Entries from a dataset
================================
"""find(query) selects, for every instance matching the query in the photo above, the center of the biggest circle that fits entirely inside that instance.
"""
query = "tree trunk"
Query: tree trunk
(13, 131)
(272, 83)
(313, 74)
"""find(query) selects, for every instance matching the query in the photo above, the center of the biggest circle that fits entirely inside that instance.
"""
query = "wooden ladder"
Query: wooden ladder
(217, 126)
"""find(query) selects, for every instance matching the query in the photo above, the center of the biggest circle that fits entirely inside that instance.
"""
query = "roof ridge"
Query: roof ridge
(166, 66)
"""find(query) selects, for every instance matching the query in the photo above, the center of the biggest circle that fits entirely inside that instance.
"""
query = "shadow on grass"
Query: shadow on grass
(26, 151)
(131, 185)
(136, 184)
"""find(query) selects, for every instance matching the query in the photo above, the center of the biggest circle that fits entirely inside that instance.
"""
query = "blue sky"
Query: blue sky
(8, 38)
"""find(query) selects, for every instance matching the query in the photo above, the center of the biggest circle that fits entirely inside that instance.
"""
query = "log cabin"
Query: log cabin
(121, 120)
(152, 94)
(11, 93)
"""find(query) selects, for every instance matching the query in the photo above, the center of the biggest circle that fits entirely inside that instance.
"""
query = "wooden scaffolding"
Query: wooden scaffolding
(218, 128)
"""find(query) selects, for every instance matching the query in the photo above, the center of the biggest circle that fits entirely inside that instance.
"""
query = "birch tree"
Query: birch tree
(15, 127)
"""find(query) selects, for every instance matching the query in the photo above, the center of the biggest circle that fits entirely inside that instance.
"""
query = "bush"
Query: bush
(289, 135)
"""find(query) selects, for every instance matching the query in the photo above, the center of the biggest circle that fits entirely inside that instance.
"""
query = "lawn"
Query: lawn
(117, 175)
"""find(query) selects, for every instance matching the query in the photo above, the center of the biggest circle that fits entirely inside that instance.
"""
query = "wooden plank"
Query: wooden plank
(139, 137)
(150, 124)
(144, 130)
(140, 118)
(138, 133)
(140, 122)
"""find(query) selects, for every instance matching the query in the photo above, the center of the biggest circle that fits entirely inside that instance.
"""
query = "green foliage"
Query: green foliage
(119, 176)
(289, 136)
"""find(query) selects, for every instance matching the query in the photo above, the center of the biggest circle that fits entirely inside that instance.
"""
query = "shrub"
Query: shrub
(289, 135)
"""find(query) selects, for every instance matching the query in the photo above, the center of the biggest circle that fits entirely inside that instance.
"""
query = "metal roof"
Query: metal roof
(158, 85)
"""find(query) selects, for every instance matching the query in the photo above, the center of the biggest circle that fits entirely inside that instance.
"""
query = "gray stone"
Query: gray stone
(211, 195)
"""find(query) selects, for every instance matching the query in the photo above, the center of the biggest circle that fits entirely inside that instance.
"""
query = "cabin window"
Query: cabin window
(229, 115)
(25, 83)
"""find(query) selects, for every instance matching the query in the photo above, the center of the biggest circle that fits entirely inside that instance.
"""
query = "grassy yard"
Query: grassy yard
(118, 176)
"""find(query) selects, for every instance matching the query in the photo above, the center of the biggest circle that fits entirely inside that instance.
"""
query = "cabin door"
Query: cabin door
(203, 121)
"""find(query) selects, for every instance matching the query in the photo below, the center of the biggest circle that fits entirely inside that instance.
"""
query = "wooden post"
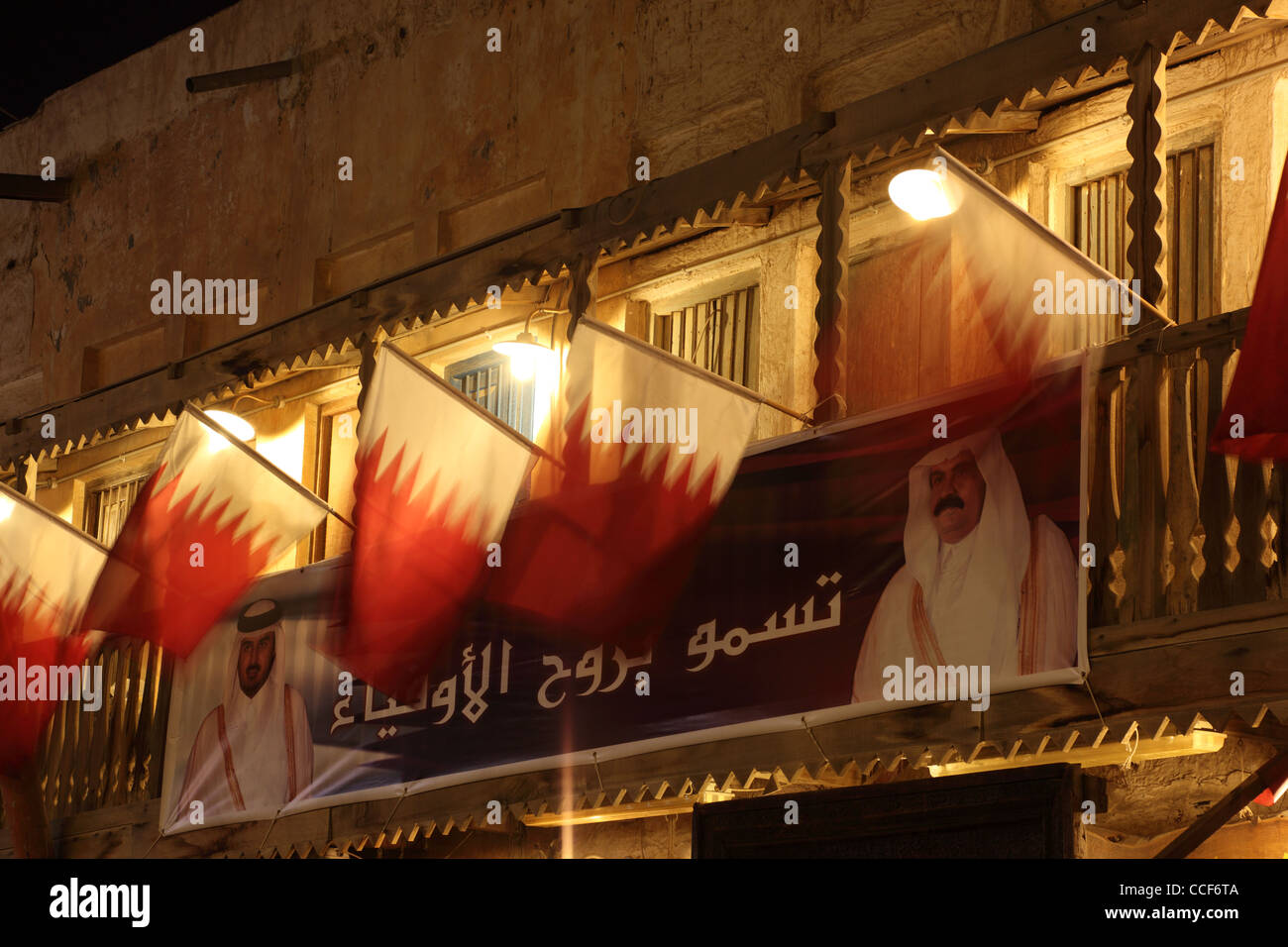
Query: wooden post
(1146, 178)
(366, 368)
(579, 294)
(832, 281)
(1269, 776)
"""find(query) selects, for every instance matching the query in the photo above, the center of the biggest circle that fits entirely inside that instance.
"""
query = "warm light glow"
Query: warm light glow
(919, 193)
(239, 427)
(526, 355)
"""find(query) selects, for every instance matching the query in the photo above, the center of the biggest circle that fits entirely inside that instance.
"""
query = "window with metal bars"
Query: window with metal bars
(720, 335)
(107, 508)
(1100, 230)
(487, 380)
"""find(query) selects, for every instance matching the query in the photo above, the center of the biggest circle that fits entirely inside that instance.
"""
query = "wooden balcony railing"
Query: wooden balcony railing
(1176, 527)
(110, 757)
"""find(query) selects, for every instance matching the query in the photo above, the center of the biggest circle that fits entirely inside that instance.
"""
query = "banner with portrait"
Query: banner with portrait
(921, 553)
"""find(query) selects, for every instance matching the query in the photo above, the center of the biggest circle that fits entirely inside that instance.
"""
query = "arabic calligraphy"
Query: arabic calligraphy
(445, 694)
(735, 641)
(589, 668)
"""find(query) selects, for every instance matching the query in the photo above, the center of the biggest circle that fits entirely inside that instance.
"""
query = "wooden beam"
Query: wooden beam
(832, 279)
(31, 187)
(1273, 774)
(1005, 123)
(897, 119)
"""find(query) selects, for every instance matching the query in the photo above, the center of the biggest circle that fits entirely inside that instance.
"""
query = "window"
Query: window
(485, 379)
(720, 335)
(1100, 230)
(108, 506)
(1100, 221)
(1190, 204)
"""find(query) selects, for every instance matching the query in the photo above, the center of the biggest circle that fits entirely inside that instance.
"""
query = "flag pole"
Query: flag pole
(662, 355)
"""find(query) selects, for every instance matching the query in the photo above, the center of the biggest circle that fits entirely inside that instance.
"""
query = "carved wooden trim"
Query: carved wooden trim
(1146, 178)
(832, 279)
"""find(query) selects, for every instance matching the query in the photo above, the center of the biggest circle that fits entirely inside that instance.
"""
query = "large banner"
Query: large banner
(925, 553)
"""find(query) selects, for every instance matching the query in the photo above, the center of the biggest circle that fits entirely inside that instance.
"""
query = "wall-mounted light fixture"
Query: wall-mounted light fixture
(524, 352)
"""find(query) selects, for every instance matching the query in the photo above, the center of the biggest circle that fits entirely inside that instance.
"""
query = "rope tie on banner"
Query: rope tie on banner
(390, 815)
(270, 823)
(1094, 703)
(820, 751)
(153, 845)
(1134, 745)
(595, 758)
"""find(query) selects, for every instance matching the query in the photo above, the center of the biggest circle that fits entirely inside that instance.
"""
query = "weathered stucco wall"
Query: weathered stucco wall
(243, 183)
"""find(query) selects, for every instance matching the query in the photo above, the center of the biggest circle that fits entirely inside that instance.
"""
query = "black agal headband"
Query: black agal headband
(259, 615)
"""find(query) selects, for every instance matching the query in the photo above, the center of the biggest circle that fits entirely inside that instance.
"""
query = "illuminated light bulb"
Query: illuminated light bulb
(526, 354)
(919, 193)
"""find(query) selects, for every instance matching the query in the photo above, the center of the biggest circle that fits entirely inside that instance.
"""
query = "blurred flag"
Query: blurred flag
(1258, 392)
(47, 571)
(437, 476)
(211, 517)
(1017, 291)
(648, 449)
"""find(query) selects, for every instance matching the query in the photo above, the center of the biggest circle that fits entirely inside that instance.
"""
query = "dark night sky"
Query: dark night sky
(50, 46)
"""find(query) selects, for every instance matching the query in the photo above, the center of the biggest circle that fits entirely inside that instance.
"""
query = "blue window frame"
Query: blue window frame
(487, 380)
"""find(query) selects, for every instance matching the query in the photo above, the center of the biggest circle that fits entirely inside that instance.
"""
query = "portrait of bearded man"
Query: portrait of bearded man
(982, 582)
(254, 751)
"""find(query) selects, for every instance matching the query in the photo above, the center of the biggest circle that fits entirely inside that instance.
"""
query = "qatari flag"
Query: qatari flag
(47, 571)
(1258, 392)
(1016, 291)
(437, 476)
(649, 447)
(211, 517)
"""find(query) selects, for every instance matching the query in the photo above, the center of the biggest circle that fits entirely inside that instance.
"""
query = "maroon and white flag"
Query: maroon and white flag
(437, 476)
(1016, 290)
(211, 517)
(47, 571)
(647, 451)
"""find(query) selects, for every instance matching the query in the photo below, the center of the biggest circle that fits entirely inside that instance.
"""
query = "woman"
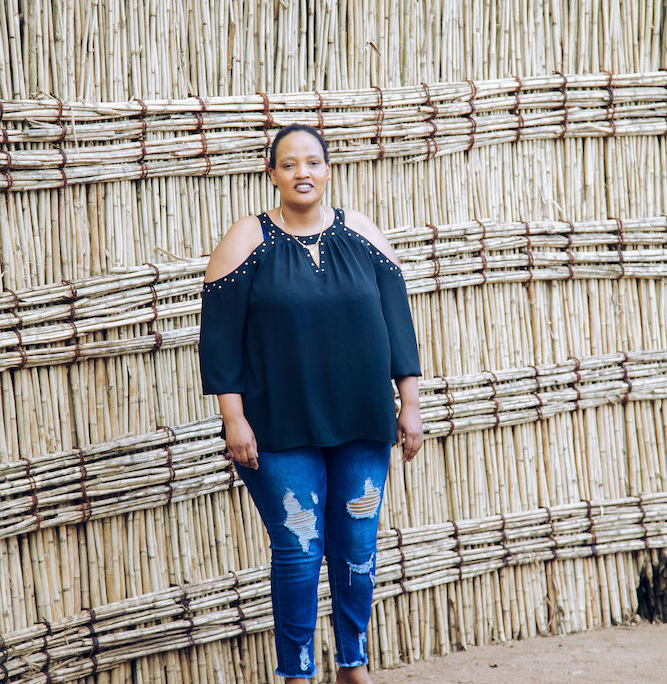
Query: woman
(305, 320)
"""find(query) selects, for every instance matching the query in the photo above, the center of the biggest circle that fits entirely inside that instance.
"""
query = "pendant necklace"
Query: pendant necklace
(312, 249)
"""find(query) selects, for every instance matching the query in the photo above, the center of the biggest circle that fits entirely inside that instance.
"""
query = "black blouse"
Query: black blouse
(311, 349)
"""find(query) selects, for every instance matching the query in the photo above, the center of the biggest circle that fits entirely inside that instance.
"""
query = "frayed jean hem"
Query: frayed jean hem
(356, 663)
(300, 675)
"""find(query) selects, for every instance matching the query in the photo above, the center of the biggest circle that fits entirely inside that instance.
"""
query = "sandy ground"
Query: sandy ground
(607, 656)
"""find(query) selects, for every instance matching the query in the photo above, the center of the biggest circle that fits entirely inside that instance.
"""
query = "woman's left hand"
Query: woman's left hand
(410, 430)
================================
Count the lines of the entries above that contain the string "glow", with case counting, and reply with the number alone.

• [Exercise response]: 2